DOCUMENT EXCERPT
□ □ □ □ □ □ □

Contentions of the respondents

[22] The Commission contends that the meaning of ‘consulate’ does not include a consulate headed by an honorary consul because such consul does not have the capacity to properly facilitate and supervise voting. For this contention, the Commission relies on the evidence of Ms De Jong, the Director: Diplomatic Immunities and Privileges, in the State Protocol and Consular Services branch of the Department. She stated that none of South Africa’s honorary consuls have ever had the power and permission to conduct, oversee the casting of special votes in an election, as, the immunities and privileges conferred on diplomats, as well as the chanceries and official residences, do not extend to honorary consuls and their private offices and their immunities are limited in terms of the Convention. The Commission alleges that the facility in Perth is limited. It is run on a part-time basis by a private businessman. It argues that such facility does not constitute a ‘consulate’.

 

[23] Counsel for the Commission emphasized that it was important to have regard to the following observations in interpreting the relevant provisions of the Electoral Act and Election Regulations. First, neither the Electoral Act nor the Election Regulations define the term ‘consulate’ and that regard must be had to the context and purpose of the provision. Second, the self-evident purpose of specifying limited places at which a vote may be cast outside South Africa is to ensure that the right to vote can be exercised through a mechanism which is administratively effective and secure, and in which the integrity of the process is assured. He submitted that that purpose would not be achieved by conferring the right to vote at honorary consulates. Third, Parliament cannot be understood to have placed a duty on the Commission to conduct elections in foreign countries through private offices that do not themselves have the capacity properly to facilitate and supervise and control such an exercise, and that are not under the supervision and control of either the Commission or the Government.

 

[24] Fourth, as appears from its long title, the Electoral Act is intended to regulate elections of the national assembly, the provincial legislatures, and municipal councils. He argued that s 2 of the Electoral Act enjoins ‘Every person interpreting or applying [the] Act to - (a) do so in a manner that gives effect to the constitutional declarations, guarantees and responsibilities contained in the Constitution; and (b) take into account any appropriate Code’. One of the constitutional guarantees at issue in this matter, proceeded the argument, is the right of every citizen in s 19(2) to free, fair and regular elections for any legislative body established in terms of the Constitution. Fifth, s 33(3) of the Electoral Act says the Commission ‘must’ allow a person who is outside the country, to cast a special vote. This, it was argued on behalf of the Commission, places a duty on the Commission to permit that such special votes be cast at an embassy, high commission, or consulate.

□ □ □ □ □ □ □

Stored records:
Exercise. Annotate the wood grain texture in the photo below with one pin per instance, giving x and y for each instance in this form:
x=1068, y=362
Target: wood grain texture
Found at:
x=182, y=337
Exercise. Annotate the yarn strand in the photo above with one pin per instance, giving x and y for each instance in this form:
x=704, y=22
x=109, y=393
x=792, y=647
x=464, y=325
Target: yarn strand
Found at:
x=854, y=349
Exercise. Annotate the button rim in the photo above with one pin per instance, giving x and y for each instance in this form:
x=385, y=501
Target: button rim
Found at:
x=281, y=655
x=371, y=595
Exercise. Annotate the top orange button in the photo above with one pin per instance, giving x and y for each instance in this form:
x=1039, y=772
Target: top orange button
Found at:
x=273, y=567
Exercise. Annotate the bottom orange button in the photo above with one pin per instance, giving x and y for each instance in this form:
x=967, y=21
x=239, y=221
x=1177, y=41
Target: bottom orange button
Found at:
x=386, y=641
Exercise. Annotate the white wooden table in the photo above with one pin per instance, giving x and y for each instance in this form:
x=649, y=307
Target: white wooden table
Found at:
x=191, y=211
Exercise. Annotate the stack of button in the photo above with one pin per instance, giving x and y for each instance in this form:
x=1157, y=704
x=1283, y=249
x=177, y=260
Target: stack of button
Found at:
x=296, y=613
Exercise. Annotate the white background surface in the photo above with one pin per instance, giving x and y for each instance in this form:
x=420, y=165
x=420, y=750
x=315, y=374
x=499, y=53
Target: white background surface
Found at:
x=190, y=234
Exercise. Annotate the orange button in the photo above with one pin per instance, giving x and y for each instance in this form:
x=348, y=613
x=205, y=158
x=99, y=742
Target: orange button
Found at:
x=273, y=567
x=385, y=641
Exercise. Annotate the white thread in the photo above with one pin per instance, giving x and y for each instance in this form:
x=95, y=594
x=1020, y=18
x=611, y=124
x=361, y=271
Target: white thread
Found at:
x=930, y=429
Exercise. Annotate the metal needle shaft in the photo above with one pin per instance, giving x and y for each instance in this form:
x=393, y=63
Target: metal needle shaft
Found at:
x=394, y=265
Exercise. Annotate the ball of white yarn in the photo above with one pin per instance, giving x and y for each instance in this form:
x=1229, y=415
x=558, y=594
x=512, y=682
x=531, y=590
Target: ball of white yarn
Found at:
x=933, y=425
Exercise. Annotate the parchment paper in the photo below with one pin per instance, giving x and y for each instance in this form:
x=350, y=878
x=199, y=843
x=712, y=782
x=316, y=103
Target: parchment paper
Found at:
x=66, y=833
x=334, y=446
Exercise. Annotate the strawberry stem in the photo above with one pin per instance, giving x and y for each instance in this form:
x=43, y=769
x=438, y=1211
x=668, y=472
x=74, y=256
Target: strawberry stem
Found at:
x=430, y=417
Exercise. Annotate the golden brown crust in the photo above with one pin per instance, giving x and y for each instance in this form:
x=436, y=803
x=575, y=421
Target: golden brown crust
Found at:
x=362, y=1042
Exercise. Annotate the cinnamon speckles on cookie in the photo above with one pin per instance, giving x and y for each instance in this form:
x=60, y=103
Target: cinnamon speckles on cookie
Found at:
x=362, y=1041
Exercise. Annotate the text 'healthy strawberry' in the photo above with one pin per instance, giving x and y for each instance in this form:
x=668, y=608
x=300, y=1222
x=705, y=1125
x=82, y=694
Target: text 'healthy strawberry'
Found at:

□ □ □ □ □ □ □

WHAT YOU SHOULD DO
Answer these questions from the excerpt on the Commission's contentions:
1. According to the Commission, who runs the facility in Perth, and on what basis?
2. Which term is left undefined in both the Electoral Act and the Election Regulations?
3. Which section contains the right of every citizen to free, fair and regular elections for any legislative body established in terms of the Constitution?

RESULT OF THE TASK
1. A private businessman runs it on a part-time basis.
2. The term "consulate."
3. Section 19(2).